Page excerpt:

◇ ◇ ◇

# Picklefork



## fungustoon (Oct 1, 2021)

Hi ... so I bought myself a Picklefork having read all of the articles on line I could find and those on here inc the great links etc provided.
I fired 50 8mm steel balls at a target box/ catcher (40x40cm) some 10m away.
I shot gangster.
I twisted the pouch towards me 90 degrees.
I tweaked.
I anchored to my cheekbone as normal. - reference point being the top corner of my fork.
Fork angled very much fwd.
Forearm to back of wrist flat almost ...
Pinch gripI 
I didnt flip the forks

Archery glove on my RHS index and thumb.

Results:
8cm target hit twice
Ammo in catcher box x18
The rest missed.
X3 fork hits
X1 index finger hit ...ooph ...smarting now.

I was quite pleased but it.s way, way harder than my normal TTF 8mm or TTF BB shooter to get on target. I dont miss the catcher box with those ...okay 5% maybe.

My question- I have a draw length of 72- 74cm normally to my cheek.
I banded some 0.5 yellow snipersling up... cut 20mm wide bands ... 30cm in length ,allowing 1.5cm at the pouch ends and 1.5cms at the fork ends on my John Heggarty Plastic Wrap n tucked Picklefork.

◇ ◇ ◇

Raw data:
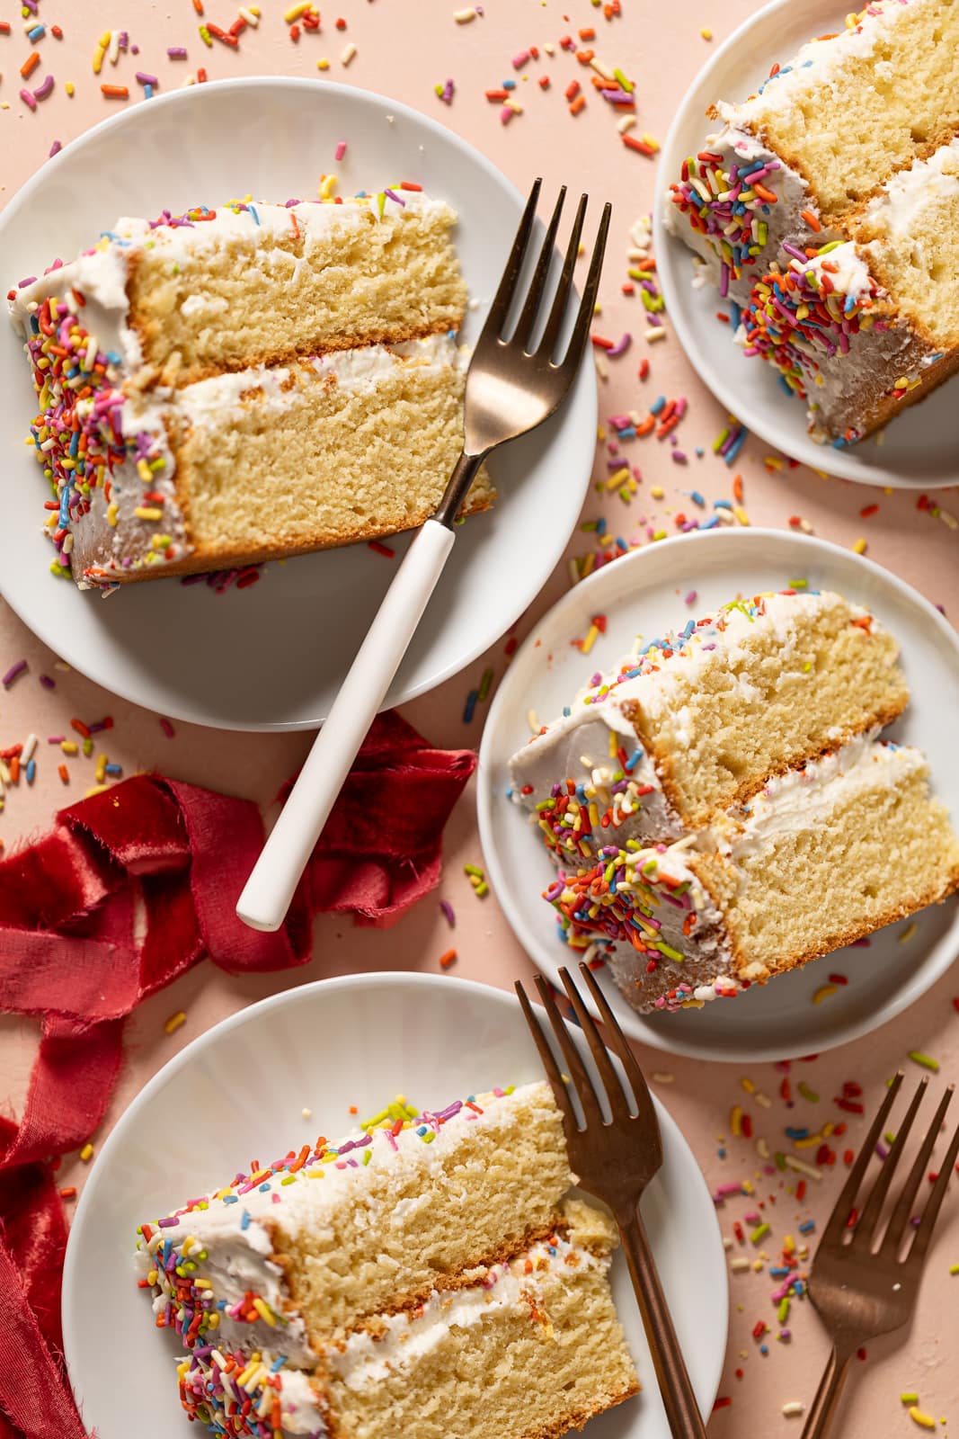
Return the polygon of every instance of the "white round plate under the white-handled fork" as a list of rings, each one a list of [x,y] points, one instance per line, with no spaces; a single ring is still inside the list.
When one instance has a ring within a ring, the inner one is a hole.
[[[336,163],[341,140],[348,150]],[[454,206],[456,246],[477,302],[463,338],[474,340],[522,197],[450,130],[405,105],[328,81],[194,85],[96,125],[45,164],[0,214],[3,291],[55,256],[69,259],[85,249],[119,214],[152,216],[167,207],[175,213],[247,193],[309,197],[318,177],[334,168],[339,194],[416,180]],[[36,399],[6,322],[0,390],[0,587],[20,619],[91,679],[161,714],[224,730],[321,724],[398,561],[359,544],[270,564],[242,591],[216,594],[206,584],[170,580],[122,589],[104,603],[96,591],[81,593],[49,574],[45,484],[23,443]],[[542,589],[579,514],[595,426],[595,378],[584,364],[559,414],[493,458],[499,502],[457,532],[385,707],[454,675]],[[407,544],[408,537],[391,541],[397,555]]]

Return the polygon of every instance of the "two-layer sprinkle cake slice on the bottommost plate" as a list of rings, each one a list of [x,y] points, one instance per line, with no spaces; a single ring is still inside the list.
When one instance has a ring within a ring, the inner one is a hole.
[[[638,1389],[546,1084],[283,1160],[139,1230],[141,1284],[214,1433],[532,1439]]]

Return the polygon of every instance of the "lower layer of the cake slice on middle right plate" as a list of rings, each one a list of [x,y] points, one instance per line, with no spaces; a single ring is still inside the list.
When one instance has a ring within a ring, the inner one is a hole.
[[[861,737],[772,780],[713,830],[610,845],[546,891],[568,944],[641,1012],[730,997],[959,888],[919,750]]]

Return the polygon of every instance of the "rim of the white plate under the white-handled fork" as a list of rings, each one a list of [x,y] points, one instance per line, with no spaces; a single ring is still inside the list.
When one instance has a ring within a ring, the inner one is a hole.
[[[338,96],[339,98],[349,96],[351,102],[355,101],[361,106],[368,108],[371,111],[377,109],[377,106],[380,108],[388,106],[391,112],[403,115],[403,118],[405,118],[407,121],[424,125],[427,131],[431,132],[434,137],[441,138],[444,144],[451,144],[453,148],[460,153],[460,155],[477,164],[486,173],[487,178],[502,186],[503,191],[509,194],[509,197],[516,206],[516,214],[519,216],[519,213],[522,212],[525,199],[520,194],[519,189],[477,147],[472,145],[467,140],[463,140],[463,137],[459,135],[456,131],[449,130],[446,125],[441,124],[441,121],[434,119],[424,111],[420,111],[413,105],[408,105],[405,101],[394,99],[390,95],[384,95],[380,91],[361,89],[359,86],[348,85],[341,81],[313,79],[312,76],[303,76],[303,75],[296,75],[296,76],[242,75],[219,81],[208,81],[201,86],[180,86],[178,89],[165,91],[160,95],[155,95],[150,101],[150,111],[147,114],[155,114],[157,106],[161,109],[167,109],[178,104],[185,104],[187,96],[190,98],[191,102],[196,104],[198,95],[210,96],[230,91],[243,92],[247,89],[257,91],[266,88],[300,89],[318,95],[332,94],[334,102],[336,101]],[[20,214],[22,210],[24,210],[29,206],[35,191],[40,187],[40,184],[46,183],[50,176],[56,176],[59,170],[63,167],[63,164],[69,163],[69,160],[72,160],[76,155],[76,151],[81,147],[85,147],[88,144],[96,144],[104,132],[112,128],[114,130],[122,128],[124,125],[129,124],[131,117],[138,117],[137,122],[142,122],[139,119],[139,115],[141,115],[141,108],[138,105],[131,106],[129,109],[118,111],[114,115],[106,115],[95,125],[91,125],[89,130],[85,130],[81,135],[76,135],[73,140],[70,140],[63,147],[63,150],[58,151],[58,154],[53,155],[52,160],[45,161],[10,197],[3,210],[0,210],[0,246],[3,245],[3,237],[6,235],[7,226],[12,223],[13,219],[16,219]],[[496,642],[502,639],[502,636],[516,623],[516,620],[523,614],[523,612],[528,610],[529,606],[535,603],[539,593],[548,584],[549,577],[556,570],[558,564],[562,561],[562,555],[566,550],[566,545],[569,544],[569,537],[575,530],[577,518],[582,509],[582,504],[585,502],[592,475],[592,459],[595,450],[594,436],[598,423],[600,396],[594,373],[591,367],[585,363],[587,360],[588,357],[584,357],[579,374],[575,377],[572,387],[564,400],[564,406],[561,407],[562,412],[562,409],[565,409],[572,401],[578,404],[585,404],[585,414],[581,426],[574,426],[572,433],[564,437],[564,446],[572,445],[572,442],[575,440],[575,435],[579,430],[582,433],[582,442],[581,442],[582,484],[579,486],[581,494],[579,494],[579,504],[577,507],[577,514],[571,519],[571,527],[562,543],[562,547],[558,548],[556,554],[549,560],[548,566],[546,566],[546,560],[549,558],[548,551],[542,553],[542,555],[539,557],[539,563],[538,563],[538,555],[539,555],[538,548],[533,551],[532,555],[528,557],[529,564],[525,567],[525,573],[528,576],[529,583],[523,586],[522,596],[519,590],[516,591],[516,600],[513,604],[510,604],[509,610],[510,619],[502,626],[502,629],[497,630],[497,633],[485,636],[477,633],[476,639],[470,645],[459,649],[456,656],[449,659],[446,665],[440,665],[439,668],[430,671],[430,673],[424,675],[416,684],[408,684],[403,688],[397,688],[397,682],[394,679],[380,707],[380,712],[397,708],[398,705],[410,704],[413,699],[418,699],[423,695],[430,694],[433,689],[437,689],[449,679],[454,679],[459,673],[462,673],[469,665],[472,665],[476,659],[479,659],[480,655],[483,655],[487,649],[490,649],[490,646],[496,645]],[[404,531],[403,534],[413,535],[414,532],[416,531]],[[338,548],[351,548],[351,547],[345,545]],[[454,564],[456,561],[453,560],[451,563]],[[27,606],[20,606],[17,599],[14,599],[9,593],[9,587],[4,586],[3,567],[0,567],[0,597],[10,606],[17,619],[27,627],[27,630],[33,636],[36,636],[36,639],[39,639],[43,645],[46,645],[50,650],[53,650],[55,655],[70,663],[73,669],[82,673],[92,684],[101,685],[101,688],[106,689],[109,694],[116,695],[119,699],[125,699],[129,704],[135,704],[147,709],[155,708],[154,699],[151,696],[144,696],[135,681],[132,684],[127,684],[125,666],[119,669],[115,665],[114,671],[116,672],[108,669],[109,679],[105,679],[102,671],[96,663],[95,649],[92,650],[92,663],[91,659],[86,656],[83,658],[83,663],[76,663],[76,658],[73,655],[65,655],[62,649],[63,637],[66,636],[69,640],[70,626],[63,625],[62,620],[55,619],[53,614],[50,614],[49,620],[45,620],[43,617],[37,620],[36,617],[26,613]],[[175,699],[175,704],[167,704],[168,699]],[[257,724],[252,724],[249,720],[244,720],[243,722],[234,721],[229,715],[217,715],[216,718],[210,718],[208,714],[203,712],[206,708],[203,702],[200,702],[200,707],[197,708],[197,701],[190,699],[188,694],[185,692],[177,692],[175,696],[173,694],[164,695],[162,701],[164,701],[162,714],[168,715],[173,720],[178,720],[180,722],[184,724],[201,725],[210,730],[226,730],[236,734],[288,734],[298,731],[309,732],[325,724],[328,718],[326,714],[326,715],[313,715],[305,720],[260,721]]]

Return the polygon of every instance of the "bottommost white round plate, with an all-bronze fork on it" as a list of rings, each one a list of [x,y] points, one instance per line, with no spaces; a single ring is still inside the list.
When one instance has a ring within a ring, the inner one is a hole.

◇ ◇ ◇

Exercise objective:
Reproduce the stretch of the Picklefork post from "I fired 50 8mm" through "index and thumb.". Work only from the Picklefork post for this, not from the items.

Response area:
I fired 50 8mm steel balls at a target box/ catcher (40x40cm) some 10m away.
I shot gangster.
I twisted the pouch towards me 90 degrees.
I tweaked.
I anchored to my cheekbone as normal. - reference point being the top corner of my fork.
Fork angled very much fwd.
Forearm to back of wrist flat almost ...
Pinch gripI 
I didnt flip the forks

Archery glove on my RHS index and thumb.